:: Quoted text
# The Ultimate Multi-Generational Gift Pen....how would you make it



## QuoVadis (Jan 15, 2016)

Little skiddish to say I signed up last night as a new member after reading the forums every night for the last 3 weeks.

I thought I would venture into a forum and ask a big picture question for all you pros out there.

If you were to make a pen for the sole purpose to be passed down from generation to generation, so that someday an ancestor of yours could say, "this pen here was made by my great great grandfather"......well then how would you do it?  If you were going to stick with wood, how would you make the pen so that it would last the longest and would be worth passing down generation to generation. Process? Parts? Kind of pen?

I'd love to hear your thoughts.


----------



## skiprat (Jan 15, 2016)

Solid Silver capped pen ( no mech :wink or maybe stainless steel ( no plating wear :wink: )
Bocote, Cocobolo are my favourite woods, but a nice HRB looks superb too.
Any wood that doesn't require a finish. 
But that's just my 2p worth....for free:biggrin:

Oh...and welcome to the IAP..


----------



## QuoVadis (Jan 15, 2016)

And those are 2 pennies worth hearing.  I've read a ton of your posts Skiprat.  It's an honor to hear your take.  Thanks!

So the finish would wear out for sure...I hadn't thought about that.


----------



## Hawkdave (Jan 15, 2016)

QuoVadis said:


> Little skiddish to say I signed up last night as a new member after reading the forums every night for the last 3 weeks.
> 
> I thought I would venture into a forum and ask a big picture question for all you pros out there.
> 
> ...



G'Day Kale...It is important to have family heirlooms. Our memories must live on. Somewhere in one of the posts, one of the members turned a number of pens from his (I think his Grandfather) favorite hammer, and gave them to his sons to remember their great Grandfather. 
Maybe you can find some item that is special and turn that into pens, the story attached to the pens would be the start of the heirloom.

Good luck and please let us know what solution you come up with!

Dave.


----------



## QuoVadis (Jan 15, 2016)

[/QUOTE]

G'Day Kale...It is important to have family heirlooms. Our memories must live on. Somewhere in one of the posts, one of the members turned a number of pens from his (I think his Grandfather) favorite hammer, and gave them to his sons to remember their great Grandfather. 
Maybe you can find some item that is special and turn that into pens, the story attached to the pens would be the start of the heirloom.

Good luck and please let us know what solution you come up with!

Dave.[/QUOTE]

Dave, that is a great idea.  I agree adding a "story" with the piece adds to the sentimental value and ensures it gets passed on.   When I recently built my house 2 years ago I had to clear a bunch of Osage Orange/Hedge wood from the property to build.  I thought of using that from a "homesteading" perspective.  Although I've heard hedge may be quite difficult to turn, I know it will last ages being such a hard/dense wood.


----------



## Edgar (Jan 15, 2016)

That Osage Orange wood sounds like a good candidate for your heirloom pen - both from a storied standpoint as well as durability. It also makes nice looking pens.

It is definitely a hard wood, but not difficult to turn. Make sure your tools are sharp, and If you are using standard steel tools, you may need to sharpen them a time or two during your turning.


----------



## plantman (Jan 15, 2016)
::::
**Stated exercise 1:** For the heirloom pen thread, decide whether each statement agrees with it: (a) QuoVadis cleared Osage Orange wood from the property to build a house. (b) Edgar says Osage Orange is difficult to turn. (c) skiprat prefers wood that needs no finish. Answer yes or no for each and quote the words of the thread that decide it.
**Stated exercise 2:** Name every kind of wood mentioned in the heirloom pen thread.
**Stated exercise 3:** Copy out the passage of the heirloom pen thread that starts at "If you were to" and ends at "skiprat (Jan 15, 2016)".
:: Supplied records
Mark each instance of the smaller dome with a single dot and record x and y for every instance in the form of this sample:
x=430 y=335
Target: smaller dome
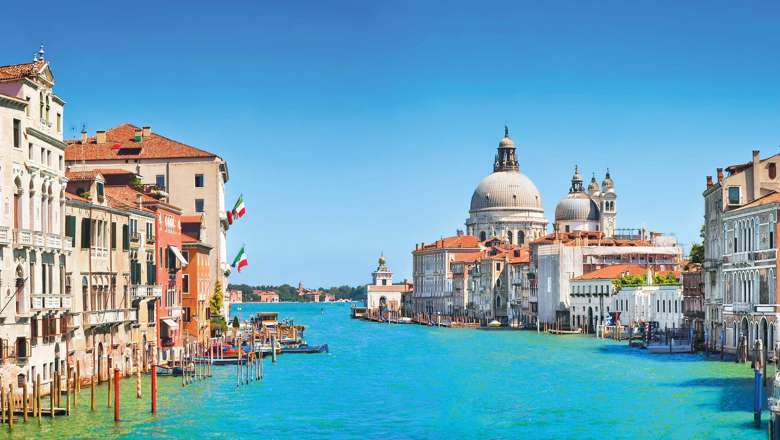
x=576 y=206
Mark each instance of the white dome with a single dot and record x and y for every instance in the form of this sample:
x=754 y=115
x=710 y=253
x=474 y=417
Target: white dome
x=576 y=206
x=506 y=190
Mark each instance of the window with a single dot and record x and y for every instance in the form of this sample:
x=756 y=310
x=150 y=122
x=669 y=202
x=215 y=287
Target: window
x=159 y=180
x=734 y=196
x=17 y=133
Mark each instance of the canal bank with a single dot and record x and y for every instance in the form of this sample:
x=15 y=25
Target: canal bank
x=409 y=381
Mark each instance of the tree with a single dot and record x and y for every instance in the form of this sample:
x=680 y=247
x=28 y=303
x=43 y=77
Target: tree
x=215 y=304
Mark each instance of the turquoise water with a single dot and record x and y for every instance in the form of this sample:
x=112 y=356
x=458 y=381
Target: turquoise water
x=407 y=381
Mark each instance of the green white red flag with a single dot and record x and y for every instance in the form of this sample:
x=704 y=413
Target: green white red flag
x=240 y=209
x=241 y=260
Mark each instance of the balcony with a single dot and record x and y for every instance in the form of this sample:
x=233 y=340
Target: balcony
x=51 y=302
x=22 y=237
x=53 y=241
x=104 y=317
x=143 y=291
x=5 y=236
x=38 y=239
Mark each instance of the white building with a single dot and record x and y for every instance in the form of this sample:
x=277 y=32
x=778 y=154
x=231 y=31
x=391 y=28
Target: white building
x=661 y=304
x=34 y=279
x=382 y=295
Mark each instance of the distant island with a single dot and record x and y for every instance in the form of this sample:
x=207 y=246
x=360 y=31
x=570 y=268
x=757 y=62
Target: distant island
x=288 y=293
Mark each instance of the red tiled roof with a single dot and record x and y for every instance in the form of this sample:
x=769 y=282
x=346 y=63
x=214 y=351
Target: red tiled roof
x=153 y=146
x=19 y=71
x=617 y=270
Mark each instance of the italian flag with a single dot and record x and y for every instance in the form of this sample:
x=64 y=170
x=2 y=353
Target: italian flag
x=240 y=209
x=241 y=261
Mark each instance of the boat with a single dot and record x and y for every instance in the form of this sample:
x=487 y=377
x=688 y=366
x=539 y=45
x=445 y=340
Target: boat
x=306 y=348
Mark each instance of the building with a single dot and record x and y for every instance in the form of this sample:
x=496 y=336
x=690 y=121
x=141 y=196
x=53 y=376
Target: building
::::
**Worked answer 1:**
(a) Yes: "I had to clear a bunch of Osage Orange/Hedge wood from the property to build."
(b) No: "It is definitely a hard wood, but not difficult to turn."
(c) Yes: "Any wood that doesn't require a finish."

**Worked answer 2:**
Bocote
Cocobolo
HRB
Osage Orange/Hedge

**Worked answer 3:**
If you were to make a pen for the sole purpose to be passed down from generation to generation, so that someday an ancestor of yours could say, "this pen here was made by my great great grandfather"......well then how would you do it?  If you were going to stick with wood, how would you make the pen so that it would last the longest and would be worth passing down generation to generation. Process? Parts? Kind of pen?

I'd love to hear your thoughts.


----------



## skiprat (Jan 15, 2016)